*** INPUT ROWS ***

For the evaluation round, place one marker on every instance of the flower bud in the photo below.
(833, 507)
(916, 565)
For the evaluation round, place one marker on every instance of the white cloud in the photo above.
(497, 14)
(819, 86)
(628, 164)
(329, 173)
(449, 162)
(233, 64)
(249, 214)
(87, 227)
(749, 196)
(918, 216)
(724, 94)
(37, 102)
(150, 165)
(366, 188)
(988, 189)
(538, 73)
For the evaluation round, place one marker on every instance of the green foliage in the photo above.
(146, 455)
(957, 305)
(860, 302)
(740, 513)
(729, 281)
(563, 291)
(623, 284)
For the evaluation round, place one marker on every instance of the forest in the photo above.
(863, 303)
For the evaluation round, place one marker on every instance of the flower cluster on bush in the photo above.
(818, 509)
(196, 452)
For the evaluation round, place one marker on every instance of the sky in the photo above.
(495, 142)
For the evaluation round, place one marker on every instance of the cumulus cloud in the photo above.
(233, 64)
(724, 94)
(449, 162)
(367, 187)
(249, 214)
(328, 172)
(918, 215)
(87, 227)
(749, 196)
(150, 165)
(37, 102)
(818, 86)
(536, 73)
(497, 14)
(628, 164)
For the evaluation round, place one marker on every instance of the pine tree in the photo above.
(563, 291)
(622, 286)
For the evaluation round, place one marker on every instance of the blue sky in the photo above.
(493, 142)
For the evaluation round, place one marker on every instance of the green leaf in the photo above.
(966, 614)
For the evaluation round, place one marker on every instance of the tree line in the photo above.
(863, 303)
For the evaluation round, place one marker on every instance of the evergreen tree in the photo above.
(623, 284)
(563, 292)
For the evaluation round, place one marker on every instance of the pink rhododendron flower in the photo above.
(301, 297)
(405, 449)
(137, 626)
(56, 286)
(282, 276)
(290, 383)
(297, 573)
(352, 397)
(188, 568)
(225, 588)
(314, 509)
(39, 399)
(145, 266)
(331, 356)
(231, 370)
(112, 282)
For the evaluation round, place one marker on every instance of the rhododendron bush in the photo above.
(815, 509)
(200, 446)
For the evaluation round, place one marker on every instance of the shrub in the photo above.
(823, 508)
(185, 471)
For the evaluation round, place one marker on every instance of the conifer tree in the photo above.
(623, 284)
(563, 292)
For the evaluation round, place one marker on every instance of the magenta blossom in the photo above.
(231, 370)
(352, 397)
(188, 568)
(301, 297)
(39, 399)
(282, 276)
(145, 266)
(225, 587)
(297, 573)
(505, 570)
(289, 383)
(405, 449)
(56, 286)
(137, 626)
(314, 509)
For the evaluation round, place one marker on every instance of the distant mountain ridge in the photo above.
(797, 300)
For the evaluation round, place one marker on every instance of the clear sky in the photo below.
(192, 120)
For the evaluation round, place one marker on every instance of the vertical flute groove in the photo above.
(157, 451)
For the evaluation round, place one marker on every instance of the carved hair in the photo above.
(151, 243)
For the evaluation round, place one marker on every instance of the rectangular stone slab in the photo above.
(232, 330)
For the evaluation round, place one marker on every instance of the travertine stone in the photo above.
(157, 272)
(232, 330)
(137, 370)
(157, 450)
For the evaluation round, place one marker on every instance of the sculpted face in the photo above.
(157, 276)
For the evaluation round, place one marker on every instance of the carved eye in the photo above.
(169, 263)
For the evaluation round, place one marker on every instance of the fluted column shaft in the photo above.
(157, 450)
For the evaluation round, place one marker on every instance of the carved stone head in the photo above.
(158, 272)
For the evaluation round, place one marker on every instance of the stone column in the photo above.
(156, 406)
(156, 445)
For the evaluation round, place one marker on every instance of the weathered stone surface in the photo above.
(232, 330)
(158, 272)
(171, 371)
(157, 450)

***

Rewrite all of the entries above, replacing every occurrence of "evaluation round" with "review round" and leaving everything else unchanged.

For the review round, place one marker on every instance of the flower bud in the photo below.
(833, 507)
(916, 565)
For the review round, place one marker on every instance of the white cloud in the photo above.
(497, 14)
(819, 86)
(628, 164)
(329, 173)
(449, 162)
(233, 64)
(249, 214)
(87, 227)
(749, 196)
(918, 216)
(724, 94)
(37, 102)
(150, 165)
(366, 188)
(988, 189)
(538, 73)
For the review round, place one marker on every instance of the green foliage in the photo above.
(146, 455)
(957, 305)
(860, 302)
(740, 513)
(729, 281)
(563, 291)
(623, 284)
For the review round, place one marker on every instance of the forest in the photo above.
(863, 303)
For the review round, place one marker on every instance of the flower cluster on bush in the photo above.
(818, 509)
(196, 452)
For the review round, place one marker on every instance of the sky in the photo above.
(495, 142)
For the review round, place one marker on every instance of the cumulus cloud in the photo above.
(233, 64)
(724, 94)
(449, 162)
(367, 187)
(249, 214)
(328, 172)
(918, 215)
(87, 227)
(749, 196)
(150, 165)
(37, 102)
(818, 86)
(536, 73)
(497, 14)
(628, 164)
For the review round, place one marker on every instance of the pine tree in the photo above.
(563, 291)
(622, 286)
For the review round, place one marker on every instance of the blue sky in the photo above.
(493, 142)
For the review round, place one marker on every instance of the green leaf in the photo above.
(966, 614)
For the review round, place one marker on every instance of the tree line in the photo above.
(863, 303)
For the review round, place one marker on every instance of the evergreen tree in the photo above.
(623, 284)
(563, 292)
For the review round, place one marker on every instance of the pink rhododendron flower in the photo above.
(301, 297)
(405, 449)
(137, 626)
(56, 286)
(282, 276)
(290, 383)
(297, 573)
(352, 397)
(188, 568)
(225, 588)
(314, 509)
(39, 399)
(145, 266)
(331, 356)
(231, 370)
(112, 282)
For the review round, place one marker on every instance of the rhododendron bush in the photo above.
(815, 509)
(200, 446)
For the review round, place one marker on every instance of the shrub in the photo above.
(823, 508)
(185, 471)
For the review round, place one marker on every instance of the conifer tree in the photo above.
(623, 284)
(563, 292)
For the review round, place one marker on every instance of the magenta blossom in the photo above.
(231, 370)
(352, 397)
(188, 568)
(301, 297)
(39, 399)
(282, 276)
(145, 266)
(225, 587)
(297, 573)
(505, 570)
(289, 383)
(405, 449)
(56, 286)
(137, 626)
(314, 509)
For the review round, place one marker on every instance of the distant mountain ridge in the photo above.
(797, 300)
For the review round, place one marker on every instance of the clear sky in the photo below.
(192, 120)
For the review round, place one marker on every instance of the vertical flute groove in the photo above.
(157, 451)
For the review round, place one marker on every instance of the carved hair in the photo above.
(151, 243)
For the review round, place one marker on every instance of the rectangular stone slab in the photo above.
(232, 330)
For the review round, place one marker on every instance of the travertine stone in the photo above.
(157, 272)
(232, 330)
(137, 370)
(157, 450)
For the review round, place one marker on every instance of the sculpted face in the photo above.
(157, 276)
For the review round, place one marker on every instance of the carved eye in the photo above.
(169, 263)
For the review round, place one marker on every instance of the fluted column shaft in the photo above.
(157, 450)
For the review round, place one marker on every instance of the carved stone head in the photo above.
(158, 272)
For the review round, place one marker on every instance of the stone column in the photo above.
(156, 406)
(156, 445)
For the review round, place one marker on every instance of the weathered stone surface in the photo above.
(232, 330)
(158, 272)
(171, 371)
(157, 450)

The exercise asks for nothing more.